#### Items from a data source
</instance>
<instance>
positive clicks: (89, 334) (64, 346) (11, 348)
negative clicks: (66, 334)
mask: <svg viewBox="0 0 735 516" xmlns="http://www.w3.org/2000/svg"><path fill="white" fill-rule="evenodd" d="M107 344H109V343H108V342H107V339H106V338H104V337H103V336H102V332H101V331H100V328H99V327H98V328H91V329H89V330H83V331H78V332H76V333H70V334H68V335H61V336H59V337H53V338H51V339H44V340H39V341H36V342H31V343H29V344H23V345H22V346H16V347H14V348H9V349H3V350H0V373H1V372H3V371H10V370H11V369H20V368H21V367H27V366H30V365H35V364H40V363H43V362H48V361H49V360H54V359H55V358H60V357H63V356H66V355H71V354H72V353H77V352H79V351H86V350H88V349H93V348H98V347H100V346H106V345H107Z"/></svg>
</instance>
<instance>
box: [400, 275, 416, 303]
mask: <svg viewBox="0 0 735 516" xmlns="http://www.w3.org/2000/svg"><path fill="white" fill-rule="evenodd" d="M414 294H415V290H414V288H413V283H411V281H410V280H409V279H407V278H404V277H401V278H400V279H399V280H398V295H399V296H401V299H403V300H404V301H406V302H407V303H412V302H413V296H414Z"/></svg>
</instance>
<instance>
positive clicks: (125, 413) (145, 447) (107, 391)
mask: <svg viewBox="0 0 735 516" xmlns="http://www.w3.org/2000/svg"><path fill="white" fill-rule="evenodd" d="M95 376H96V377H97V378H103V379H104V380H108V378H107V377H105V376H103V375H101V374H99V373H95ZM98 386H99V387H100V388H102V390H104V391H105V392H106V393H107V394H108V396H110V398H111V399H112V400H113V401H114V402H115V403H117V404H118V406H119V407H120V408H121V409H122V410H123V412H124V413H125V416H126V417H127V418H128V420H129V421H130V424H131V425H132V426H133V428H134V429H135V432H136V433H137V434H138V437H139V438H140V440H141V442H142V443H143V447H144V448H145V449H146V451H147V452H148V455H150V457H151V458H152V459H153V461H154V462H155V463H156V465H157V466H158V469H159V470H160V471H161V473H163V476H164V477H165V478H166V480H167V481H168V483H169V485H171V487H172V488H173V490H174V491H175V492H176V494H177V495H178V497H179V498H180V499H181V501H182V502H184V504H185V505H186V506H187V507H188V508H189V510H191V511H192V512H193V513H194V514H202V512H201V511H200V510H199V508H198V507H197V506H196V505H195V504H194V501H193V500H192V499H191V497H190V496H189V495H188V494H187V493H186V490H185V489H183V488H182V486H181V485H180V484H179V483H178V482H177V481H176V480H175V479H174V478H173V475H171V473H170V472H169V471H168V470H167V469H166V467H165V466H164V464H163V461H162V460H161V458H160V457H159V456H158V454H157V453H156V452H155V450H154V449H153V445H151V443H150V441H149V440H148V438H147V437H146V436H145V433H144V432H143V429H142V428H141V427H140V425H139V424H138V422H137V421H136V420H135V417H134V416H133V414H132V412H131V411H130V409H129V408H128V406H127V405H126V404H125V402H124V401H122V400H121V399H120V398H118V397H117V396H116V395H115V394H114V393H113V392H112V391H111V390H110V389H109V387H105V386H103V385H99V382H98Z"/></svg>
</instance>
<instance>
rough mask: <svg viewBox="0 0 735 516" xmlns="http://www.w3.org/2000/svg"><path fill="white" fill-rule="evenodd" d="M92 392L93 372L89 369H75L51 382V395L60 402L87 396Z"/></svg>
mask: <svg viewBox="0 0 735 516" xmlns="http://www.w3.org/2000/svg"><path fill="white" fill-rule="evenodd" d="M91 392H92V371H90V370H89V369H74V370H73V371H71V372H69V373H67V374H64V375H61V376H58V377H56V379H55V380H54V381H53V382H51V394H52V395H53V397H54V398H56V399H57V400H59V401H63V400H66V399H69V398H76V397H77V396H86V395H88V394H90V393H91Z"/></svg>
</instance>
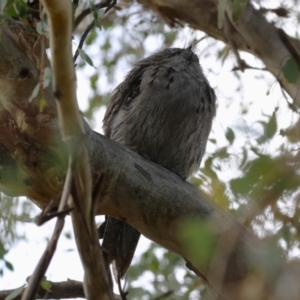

#### Your instructions
When copying the records above, please match them exactly but leave out all pictures.

#### Result
</instance>
<instance>
positive clicks: (89, 334) (64, 346) (11, 348)
negative clicks: (66, 334)
mask: <svg viewBox="0 0 735 516" xmlns="http://www.w3.org/2000/svg"><path fill="white" fill-rule="evenodd" d="M107 344H109V343H108V342H107V339H106V338H104V337H103V336H102V332H101V331H100V328H99V327H98V328H91V329H89V330H83V331H78V332H76V333H70V334H68V335H61V336H59V337H53V338H51V339H44V340H39V341H36V342H31V343H29V344H23V345H22V346H16V347H14V348H9V349H3V350H0V373H1V372H3V371H10V370H11V369H20V368H21V367H27V366H30V365H35V364H40V363H43V362H48V361H49V360H54V359H55V358H60V357H63V356H66V355H71V354H72V353H77V352H79V351H86V350H88V349H93V348H98V347H100V346H106V345H107Z"/></svg>
</instance>
<instance>
box: [400, 275, 416, 303]
mask: <svg viewBox="0 0 735 516" xmlns="http://www.w3.org/2000/svg"><path fill="white" fill-rule="evenodd" d="M414 294H415V290H414V288H413V283H411V281H410V280H409V279H407V278H404V277H401V278H400V279H399V280H398V295H399V296H401V299H403V300H404V301H406V302H407V303H412V302H413V296H414Z"/></svg>
</instance>
<instance>
positive clicks: (125, 413) (145, 447) (107, 391)
mask: <svg viewBox="0 0 735 516" xmlns="http://www.w3.org/2000/svg"><path fill="white" fill-rule="evenodd" d="M95 376H96V377H97V378H103V379H104V380H108V378H107V377H105V376H103V375H101V374H99V373H95ZM98 386H99V387H100V388H102V390H104V391H105V392H106V393H107V394H108V396H110V398H111V399H112V400H113V401H114V402H115V403H117V404H118V406H119V407H120V408H121V409H122V410H123V412H124V413H125V416H126V417H127V418H128V420H129V421H130V424H131V425H132V426H133V428H134V429H135V432H136V433H137V434H138V437H139V438H140V440H141V442H142V443H143V447H144V448H145V449H146V451H147V452H148V455H150V457H151V458H152V459H153V461H154V462H155V463H156V465H157V466H158V469H159V470H160V471H161V473H163V476H164V477H165V478H166V480H167V481H168V483H169V485H171V487H172V488H173V490H174V491H175V492H176V494H177V495H178V497H179V498H180V499H181V501H182V502H184V504H185V505H186V506H187V507H188V508H189V510H191V511H192V512H193V513H194V514H202V512H201V511H200V510H199V508H198V507H197V506H196V505H195V504H194V501H193V500H192V499H191V497H190V496H189V495H188V494H187V493H186V490H185V489H183V488H182V486H181V485H180V484H179V483H178V482H177V481H176V480H175V479H174V478H173V475H171V473H170V472H169V471H168V470H167V469H166V467H165V466H164V464H163V461H162V460H161V458H160V457H159V456H158V454H157V453H156V452H155V450H154V449H153V445H151V443H150V441H149V440H148V438H147V437H146V436H145V433H144V432H143V429H142V428H141V427H140V425H139V424H138V422H137V421H136V420H135V417H134V416H133V414H132V412H131V411H130V409H129V408H128V406H127V405H126V404H125V402H124V401H122V400H121V399H120V398H118V397H117V396H116V395H115V394H114V393H113V392H112V391H111V390H110V389H109V387H105V386H103V385H99V382H98Z"/></svg>
</instance>
<instance>
rough mask: <svg viewBox="0 0 735 516" xmlns="http://www.w3.org/2000/svg"><path fill="white" fill-rule="evenodd" d="M92 392L93 372L89 369H75L51 382V395L60 402L87 396Z"/></svg>
mask: <svg viewBox="0 0 735 516" xmlns="http://www.w3.org/2000/svg"><path fill="white" fill-rule="evenodd" d="M91 392H92V371H90V370H89V369H74V370H73V371H71V372H69V373H67V374H64V375H61V376H58V377H56V379H55V380H54V381H53V382H51V394H52V395H53V397H54V398H56V399H57V400H59V401H63V400H66V399H69V398H76V397H77V396H86V395H88V394H90V393H91Z"/></svg>
</instance>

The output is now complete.